-- Opening Marker --

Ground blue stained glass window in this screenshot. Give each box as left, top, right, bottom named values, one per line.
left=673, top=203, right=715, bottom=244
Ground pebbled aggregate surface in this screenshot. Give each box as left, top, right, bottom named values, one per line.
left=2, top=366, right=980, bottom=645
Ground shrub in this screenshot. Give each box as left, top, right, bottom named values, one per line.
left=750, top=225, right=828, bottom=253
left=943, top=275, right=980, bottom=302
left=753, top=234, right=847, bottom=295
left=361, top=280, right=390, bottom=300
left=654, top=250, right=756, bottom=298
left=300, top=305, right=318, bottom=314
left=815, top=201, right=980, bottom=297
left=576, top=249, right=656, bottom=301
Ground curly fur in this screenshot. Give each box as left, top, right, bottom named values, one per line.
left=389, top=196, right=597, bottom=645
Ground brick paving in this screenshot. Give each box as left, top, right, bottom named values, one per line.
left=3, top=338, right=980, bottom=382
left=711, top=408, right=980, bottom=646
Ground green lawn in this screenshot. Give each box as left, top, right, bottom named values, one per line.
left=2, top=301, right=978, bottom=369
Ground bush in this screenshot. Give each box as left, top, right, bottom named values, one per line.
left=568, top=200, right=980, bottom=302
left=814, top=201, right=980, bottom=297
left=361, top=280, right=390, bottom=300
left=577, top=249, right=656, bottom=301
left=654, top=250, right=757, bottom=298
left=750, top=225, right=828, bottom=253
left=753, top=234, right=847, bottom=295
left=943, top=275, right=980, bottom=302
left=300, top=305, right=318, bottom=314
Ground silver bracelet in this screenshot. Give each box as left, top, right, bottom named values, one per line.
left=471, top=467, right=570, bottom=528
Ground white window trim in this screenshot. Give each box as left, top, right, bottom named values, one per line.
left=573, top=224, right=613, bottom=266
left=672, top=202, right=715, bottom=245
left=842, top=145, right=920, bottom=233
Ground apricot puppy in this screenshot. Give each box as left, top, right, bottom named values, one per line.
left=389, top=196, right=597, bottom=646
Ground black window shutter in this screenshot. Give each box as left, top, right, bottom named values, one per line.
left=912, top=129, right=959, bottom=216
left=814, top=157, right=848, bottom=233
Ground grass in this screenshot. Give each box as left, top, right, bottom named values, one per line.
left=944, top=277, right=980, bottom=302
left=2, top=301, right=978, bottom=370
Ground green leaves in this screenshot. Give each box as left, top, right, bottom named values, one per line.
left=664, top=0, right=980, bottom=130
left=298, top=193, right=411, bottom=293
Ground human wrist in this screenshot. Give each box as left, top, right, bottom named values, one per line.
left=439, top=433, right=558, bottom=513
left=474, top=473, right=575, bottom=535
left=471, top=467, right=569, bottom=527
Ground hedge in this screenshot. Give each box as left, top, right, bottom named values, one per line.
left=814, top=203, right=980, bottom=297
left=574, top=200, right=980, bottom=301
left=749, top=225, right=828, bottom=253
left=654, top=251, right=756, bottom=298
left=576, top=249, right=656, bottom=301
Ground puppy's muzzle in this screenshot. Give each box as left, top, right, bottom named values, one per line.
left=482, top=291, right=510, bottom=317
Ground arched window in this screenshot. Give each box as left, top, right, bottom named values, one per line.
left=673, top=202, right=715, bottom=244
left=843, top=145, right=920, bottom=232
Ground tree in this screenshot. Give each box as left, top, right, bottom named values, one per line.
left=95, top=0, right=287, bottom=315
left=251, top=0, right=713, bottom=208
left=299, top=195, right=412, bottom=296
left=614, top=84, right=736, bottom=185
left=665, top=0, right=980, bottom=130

-- Closing Marker --

**TASK TO CARRY OUT**. The response must reproduce the whole listing exactly.

**SOLUTION TO THIS EXERCISE**.
Ground blue stained glass window in this screenshot. Give each box as left, top, right, bottom named values, one per line.
left=673, top=203, right=715, bottom=244
Ground pebbled aggregate surface in this screenshot. Give each box as left, top, right, bottom named values, one per line.
left=2, top=366, right=980, bottom=645
Ground shrub in this screenshot. Give each box as left, top, right, bottom named values, one per line.
left=750, top=225, right=828, bottom=253
left=943, top=275, right=980, bottom=302
left=753, top=234, right=847, bottom=295
left=361, top=280, right=390, bottom=300
left=654, top=250, right=756, bottom=298
left=300, top=305, right=318, bottom=314
left=815, top=201, right=980, bottom=297
left=576, top=249, right=656, bottom=301
Ground curly fur in this screenshot. Give each box as left, top, right, bottom named values, one per line.
left=389, top=196, right=597, bottom=645
Ground brick paving in this screenshot. Give each box as left, top, right, bottom named values, one per line.
left=3, top=338, right=980, bottom=382
left=711, top=408, right=980, bottom=646
Ground green lawn in this screenshot. Give each box as left, top, right, bottom named values, one per line.
left=2, top=301, right=978, bottom=369
Ground bush in this screenshot. Give each box as left, top, right, bottom named values, one per line.
left=568, top=200, right=980, bottom=302
left=814, top=201, right=980, bottom=297
left=361, top=280, right=390, bottom=300
left=577, top=249, right=656, bottom=301
left=654, top=250, right=757, bottom=298
left=750, top=225, right=828, bottom=253
left=753, top=234, right=847, bottom=295
left=943, top=275, right=980, bottom=302
left=300, top=305, right=318, bottom=314
Ground silver bracelet in this screenshot. Give each box as left, top, right, bottom named values, one per line.
left=471, top=467, right=570, bottom=528
Ground white window trim in this screenshot. Give each box as left, top, right, bottom named values, one per line.
left=573, top=224, right=613, bottom=266
left=672, top=202, right=715, bottom=245
left=842, top=145, right=920, bottom=233
Ground apricot puppy in this screenshot. Give each box as left, top, right, bottom named values, one per line.
left=389, top=196, right=597, bottom=646
Ground black window shutter in this screenshot. Give each box as left, top, right, bottom named values, one per line.
left=912, top=129, right=959, bottom=216
left=814, top=157, right=848, bottom=233
Ground grass in this screenshot. Give each box as left, top, right, bottom named values, one per line.
left=944, top=277, right=980, bottom=302
left=2, top=301, right=978, bottom=370
Ground green leaves in this screenshot. Give each box as left, top, right, bottom named values, one per line.
left=664, top=0, right=980, bottom=130
left=298, top=193, right=411, bottom=293
Ground human wrist in this screenshot. Give each box as left, top, right, bottom named values, one per line.
left=439, top=433, right=558, bottom=513
left=474, top=473, right=575, bottom=535
left=471, top=467, right=569, bottom=527
Ground hedge in this screenshot. Give each box as left, top, right, bottom named values, one per line.
left=814, top=203, right=980, bottom=297
left=574, top=200, right=980, bottom=301
left=749, top=225, right=828, bottom=253
left=654, top=251, right=756, bottom=298
left=576, top=249, right=656, bottom=301
Ground puppy's muzzle in this screenshot. Give each box as left, top, right, bottom named values, one per line.
left=482, top=291, right=510, bottom=317
Ground arched window in this screenshot. Give each box as left, top, right, bottom named values, one per line.
left=673, top=202, right=715, bottom=244
left=843, top=145, right=920, bottom=232
Ground tree in this screenshot. Give each box as left, top, right, bottom named values, one per line.
left=95, top=0, right=287, bottom=315
left=251, top=0, right=713, bottom=208
left=299, top=195, right=412, bottom=296
left=614, top=84, right=736, bottom=185
left=665, top=0, right=980, bottom=130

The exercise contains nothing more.